EXERCISES TO COMPLETE:
- a) Answer these questions from the Prolog compiler thread, marking each answer (i), (ii), (iii):
(i) Which compiler parts does Nick Roberts consider writing in Prolog?
(ii) What is he willing to sacrifice for this project?
(iii) Where does the first reply say code selection and optimization were discussed?
- b) In the Prolog compiler thread, turn the paragraph that starts "This is an open source project" into a short list that keeps its main facts.
- c) Write the next part of the Prolog compiler thread, beginning after the final quoted passage.

READING PASSAGE:
------------------------------------------------------------------------

Has anyone on this ng experience or knowledge of the use of Prolog to implement a native-code compiler for a typical high-level imperative language? I am toying with the idea of using Prolog for the lexer, the parser, the intermediate (library) code generator, and the end-code generator (and even, in effect, for linking!), i.e. the 'whole shebang'. I'm even toying with the idea of having (most) of the IDE written in Prolog, and thus tightly integrating the compiler and IDE.
This is an open source project (possibly GPL or similar), and a bit experimental, and it's not a project that has a budget of millions (well that's one way of putting it :-), so I'm willing to make the speed sacrifice (I'm not so sure my co-projectees are, but that's mp ;-). I'm particularly interested in the idea of using Prolog's natural searching abilities to search for truly optimal code.
Contributions gratefully accepted.
------------------------------------- Nick Roberts -------------------------------------
>Has anyone on this ng experience or knowledge of the use of Prolog to >implement a native-code compiler for a typical high-level imperative >language?
[...]
>I'm particularly interested in the idea of using Prolog's natural searching >abilities to search for truly optimal code.
This issue (code selection and optimization) was discussed in a paper published in PLILP proceedings a few years ago, IIRC. I do not have the reference handy, if you want me to look for it, please write me an email, I do not read this group too frequently.
Nick Roberts <nickrobe...@callnetuk.com> writes: >Has anyone on this ng experience or knowledge of the use of Prolog to >implement a native-code compiler for a typical high-level imperative >language? I am toying with the idea of using Prolog for the lexer, the >parser, the intermediate (library) code generator, and the end-code >generator (and even, in effect, for linking!), i.e. the 'whole shebang'.

------------------------------------------------------------------------

Image location labeling entries:
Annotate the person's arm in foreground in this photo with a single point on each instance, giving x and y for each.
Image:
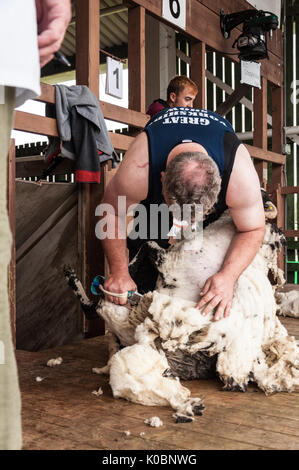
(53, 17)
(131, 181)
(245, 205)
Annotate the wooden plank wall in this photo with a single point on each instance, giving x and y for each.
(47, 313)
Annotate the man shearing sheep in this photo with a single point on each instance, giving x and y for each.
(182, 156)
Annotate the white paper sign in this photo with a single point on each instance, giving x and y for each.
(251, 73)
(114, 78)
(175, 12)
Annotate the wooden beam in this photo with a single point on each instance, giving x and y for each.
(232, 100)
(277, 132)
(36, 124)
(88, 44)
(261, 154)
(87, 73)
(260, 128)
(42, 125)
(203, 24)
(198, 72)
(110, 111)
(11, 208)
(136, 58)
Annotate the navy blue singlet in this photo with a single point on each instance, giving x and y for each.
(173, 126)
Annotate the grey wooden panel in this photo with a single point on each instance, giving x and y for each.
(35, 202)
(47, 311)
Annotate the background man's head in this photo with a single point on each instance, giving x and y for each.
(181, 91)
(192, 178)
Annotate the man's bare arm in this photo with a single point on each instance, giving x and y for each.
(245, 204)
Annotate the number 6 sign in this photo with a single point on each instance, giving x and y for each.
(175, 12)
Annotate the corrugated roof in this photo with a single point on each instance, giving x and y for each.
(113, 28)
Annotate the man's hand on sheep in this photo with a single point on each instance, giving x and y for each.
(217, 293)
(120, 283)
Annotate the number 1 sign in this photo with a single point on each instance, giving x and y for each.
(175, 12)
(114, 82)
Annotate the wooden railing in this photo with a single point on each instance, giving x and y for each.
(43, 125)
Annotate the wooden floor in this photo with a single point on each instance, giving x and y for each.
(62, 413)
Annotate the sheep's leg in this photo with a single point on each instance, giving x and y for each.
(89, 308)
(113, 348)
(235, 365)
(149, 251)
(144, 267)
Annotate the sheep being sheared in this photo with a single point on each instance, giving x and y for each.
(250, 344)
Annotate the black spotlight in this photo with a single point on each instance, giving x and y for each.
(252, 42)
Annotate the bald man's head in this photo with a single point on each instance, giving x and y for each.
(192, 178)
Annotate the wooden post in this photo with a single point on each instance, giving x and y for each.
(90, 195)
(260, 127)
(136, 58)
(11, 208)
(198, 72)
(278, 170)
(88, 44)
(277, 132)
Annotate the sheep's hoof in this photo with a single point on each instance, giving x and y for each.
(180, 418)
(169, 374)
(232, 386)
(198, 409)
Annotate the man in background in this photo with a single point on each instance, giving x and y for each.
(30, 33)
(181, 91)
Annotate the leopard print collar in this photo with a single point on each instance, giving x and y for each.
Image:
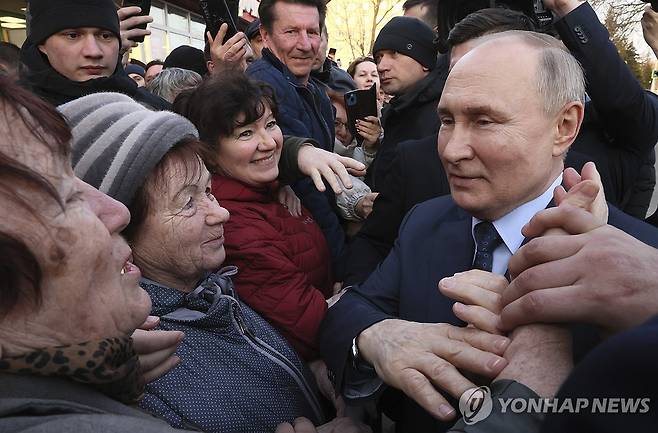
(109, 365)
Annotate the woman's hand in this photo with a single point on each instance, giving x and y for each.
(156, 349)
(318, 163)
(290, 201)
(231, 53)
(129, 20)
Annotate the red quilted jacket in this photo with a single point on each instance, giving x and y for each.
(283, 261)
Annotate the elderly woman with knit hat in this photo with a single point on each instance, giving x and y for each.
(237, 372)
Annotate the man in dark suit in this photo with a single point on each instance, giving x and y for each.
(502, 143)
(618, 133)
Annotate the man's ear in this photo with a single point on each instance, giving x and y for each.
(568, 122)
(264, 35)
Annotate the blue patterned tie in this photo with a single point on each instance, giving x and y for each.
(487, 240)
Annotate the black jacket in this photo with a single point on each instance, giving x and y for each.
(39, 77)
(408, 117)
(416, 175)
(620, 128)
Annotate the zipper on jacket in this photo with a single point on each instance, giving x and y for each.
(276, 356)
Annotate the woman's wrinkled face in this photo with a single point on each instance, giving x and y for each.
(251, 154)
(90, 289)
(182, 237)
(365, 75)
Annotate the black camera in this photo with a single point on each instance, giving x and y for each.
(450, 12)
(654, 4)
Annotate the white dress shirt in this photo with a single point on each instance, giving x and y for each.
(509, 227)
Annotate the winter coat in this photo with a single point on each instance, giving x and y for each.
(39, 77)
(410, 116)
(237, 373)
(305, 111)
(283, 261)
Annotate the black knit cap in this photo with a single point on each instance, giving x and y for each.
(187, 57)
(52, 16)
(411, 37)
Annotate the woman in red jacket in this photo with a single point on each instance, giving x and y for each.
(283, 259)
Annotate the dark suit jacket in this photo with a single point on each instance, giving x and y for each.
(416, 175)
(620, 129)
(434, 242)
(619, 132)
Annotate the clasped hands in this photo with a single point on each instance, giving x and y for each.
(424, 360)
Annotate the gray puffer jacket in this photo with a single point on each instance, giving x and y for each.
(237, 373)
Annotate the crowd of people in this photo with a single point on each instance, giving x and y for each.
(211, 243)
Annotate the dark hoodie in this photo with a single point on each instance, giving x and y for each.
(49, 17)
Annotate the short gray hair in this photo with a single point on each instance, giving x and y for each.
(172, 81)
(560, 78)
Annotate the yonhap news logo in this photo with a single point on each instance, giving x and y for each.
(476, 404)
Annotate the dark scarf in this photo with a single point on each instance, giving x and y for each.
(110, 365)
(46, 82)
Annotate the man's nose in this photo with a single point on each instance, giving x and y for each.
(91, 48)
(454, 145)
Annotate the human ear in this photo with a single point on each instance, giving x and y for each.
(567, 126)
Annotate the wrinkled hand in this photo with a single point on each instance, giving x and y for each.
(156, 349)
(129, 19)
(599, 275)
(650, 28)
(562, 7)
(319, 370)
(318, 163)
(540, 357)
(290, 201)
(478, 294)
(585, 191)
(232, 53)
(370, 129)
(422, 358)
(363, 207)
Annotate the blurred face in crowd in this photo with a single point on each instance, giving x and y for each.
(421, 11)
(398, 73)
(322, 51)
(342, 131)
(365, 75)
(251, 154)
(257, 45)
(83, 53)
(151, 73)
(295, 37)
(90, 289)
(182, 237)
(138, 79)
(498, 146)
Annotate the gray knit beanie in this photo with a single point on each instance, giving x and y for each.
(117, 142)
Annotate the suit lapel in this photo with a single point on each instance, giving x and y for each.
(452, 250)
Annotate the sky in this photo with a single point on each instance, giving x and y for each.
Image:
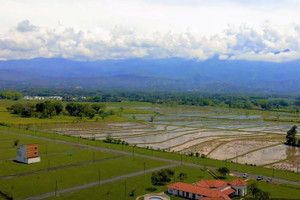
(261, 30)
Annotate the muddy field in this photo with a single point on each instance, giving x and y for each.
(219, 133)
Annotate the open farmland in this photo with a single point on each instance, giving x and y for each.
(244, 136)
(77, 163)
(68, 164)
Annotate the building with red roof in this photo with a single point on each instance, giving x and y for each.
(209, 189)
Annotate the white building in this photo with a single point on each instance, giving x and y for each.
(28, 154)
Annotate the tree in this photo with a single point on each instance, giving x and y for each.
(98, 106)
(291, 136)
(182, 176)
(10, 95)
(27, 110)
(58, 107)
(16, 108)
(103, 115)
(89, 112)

------------------------------------------------------------------------

RESULTS OF THE EXERCISE:
- a)
(i) The lexer, the parser, the intermediate (library) code generator, and the end-code generator, and in effect the linking as well.
(ii) Speed.
(iii) In a paper published in PLILP proceedings a few years ago.

- b)
- Open source project, possibly GPL or similar
- Somewhat experimental, with no large budget
- The author accepts slower performance, though co-projectees may not
- Main interest: using Prolog's natural searching abilities to find truly optimal code

- c)
I have written a couple of compilers in Prolog. In many ways, Prolog is an excellent language for writing compilers, but it does have some important disadvantages.
Much of the task of compilation is manipulating trees of various kinds, and this is a task which Prolog and other logic or functional languages do very well.
Another advantage of Prolog is the use of unbound variables and partially instantiated data structures. Often during code generation you may want to make several passes over some data structure (e.g. the parse tree), filling in the values of different attributes with each pass. In Prolog you can leave uninitialized attributes as unbound variables, and have each pass bind the appropriate variables. This contrasts with some languages such as ML or Mercury where you would normally initialize the attributes with dummy values and then each pass would make a copy of the parse tree in order to set the new attributes.
Prolog does have some significant disadvantages. One is that Prolog is often quite inefficient. For example, it's very difficult to get a lexer written in Prolog to run fast.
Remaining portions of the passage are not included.